**List of tasks:**
1) In the Western Digital article below, by how much did the company miss revenue estimates in the fourth US quarter?
2) Decide whether each statement agrees with the Western Digital article below, answering yes or no and quoting the deciding words: (a) The company's stock has returned to its pre-COVID-19 level. (b) The company is due to report on the 28th of October. (c) The flash memory business was helped by higher memory chip prices.
3) Extend the Western Digital article below by writing what comes after its final sentence.

**Source passage:**
<<<<

Western Digital Struggles, Local Operation Reports Losses As Sales Fall
Storage Company Western Digital who last month was spruiking new 1Tb drives for the consumer market appears to be struggling with their stock failing to get back to pre-COVID-19 levels, in Australia the Corporation is claiming that they made a loss and only turned over $14.1 million in revenue a fall of nearly two million from the prior year.
Filings at the Australian Securities & Investment Commission show that Wester Digital Technologies reported losses of $487,000 and that in 2019 they spent $691,000 on research and development.
Revenues went from $16M to $14.9 million at the local operation.
Recently Western Digital stock took a hard dive as investors lost confidence in the Company this followed five-quarter streak of year-over-year revenue declines.
Their revenue and earnings tumbled due in part to two major issues, it shipped fewer platter-based hard disk drives (HDDs) to PC makers and data centre customers, and its flash memory business — which sells solid-state drives (SSDs) and memory chips — struggled with cyclically lower memory chip prices.
Another big problem for the US Company is that the Flash drive market has become volatile despite record growth.
In the fourth US quarter they missed revenue estimates by $40 million.
The Company who is due to report on the 28th of October expects its revenue to decline 3%-8% annually, far below expectations of 8% growth.

>>>>

**Material shown:**
<<<<

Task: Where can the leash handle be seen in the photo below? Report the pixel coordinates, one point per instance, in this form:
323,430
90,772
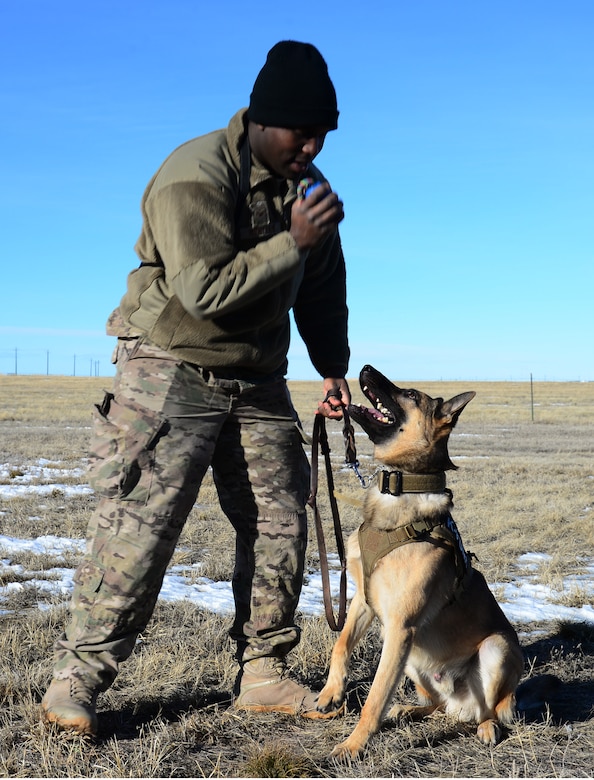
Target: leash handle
320,442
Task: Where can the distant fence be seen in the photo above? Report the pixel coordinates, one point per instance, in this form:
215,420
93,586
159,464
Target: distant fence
36,361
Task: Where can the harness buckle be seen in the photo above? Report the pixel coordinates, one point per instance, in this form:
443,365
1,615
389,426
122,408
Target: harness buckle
391,483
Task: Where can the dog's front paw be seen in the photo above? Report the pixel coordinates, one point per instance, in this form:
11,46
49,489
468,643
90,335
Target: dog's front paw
347,751
489,732
330,700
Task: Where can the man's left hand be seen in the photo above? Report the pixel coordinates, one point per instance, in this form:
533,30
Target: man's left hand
336,395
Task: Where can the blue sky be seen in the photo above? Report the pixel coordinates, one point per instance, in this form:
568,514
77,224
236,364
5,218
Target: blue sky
464,157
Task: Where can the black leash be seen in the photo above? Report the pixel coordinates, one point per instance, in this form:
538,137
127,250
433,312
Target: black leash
320,442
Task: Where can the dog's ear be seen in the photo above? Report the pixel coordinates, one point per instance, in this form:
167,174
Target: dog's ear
451,410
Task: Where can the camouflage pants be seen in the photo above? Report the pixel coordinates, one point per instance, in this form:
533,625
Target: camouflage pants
156,435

>>>>

**Your responses:**
1) $40 million

2)
(a) No: "their stock failing to get back to pre-COVID-19 levels"
(b) Yes: "The Company who is due to report on the 28th of October"
(c) No: "struggled with cyclically lower memory chip prices"

3)
Analysts believe that the Companies efforts to recover are not working.
On the bright side, its flash revenue surged 49% to $2.24 billion, buoyed by shipments of new SSDs for upcoming game consoles.
In the consumer market buyers are turning to other storage than SanDisk due to the cost of their product in Australia is expensive Vs what the same product is being sold for overseas.
The Company has engaged in little if any consumer marketing.
Those numbers suggest WD’s growing flash business will offset the slower growth of its HDD business, which faces tough competition from Seagate who are outperforming Western Digital on several fronts.
Chief Financial Officer Bob Eulau said Western Digital remained “somewhat challenged in the near term” due to the pandemic and a “global economic contraction.”
He warned that growth will be “more than offset” by declining sales of its client devices — which include drives for PCs, consumer electronics, embedded devices, and wafers — and its data centre storage solutions.
Western Digital also expects its total adjusted gross margin to contract sequentially to 25%-27%, partly due to a “peak” quarter of higher expenses for its new K1 joint venture fab for flash memory chips.
Western Digital has chosen not to offer guidance to the market and have cut dividends despite rival Seagate continuing to pay a dividend of nearly 6% throughout the same downturn.
Local Marketing Manager Jenni Ilagan hung up on ChannelNews when we attempted to question her about the performance of the local subsidiary.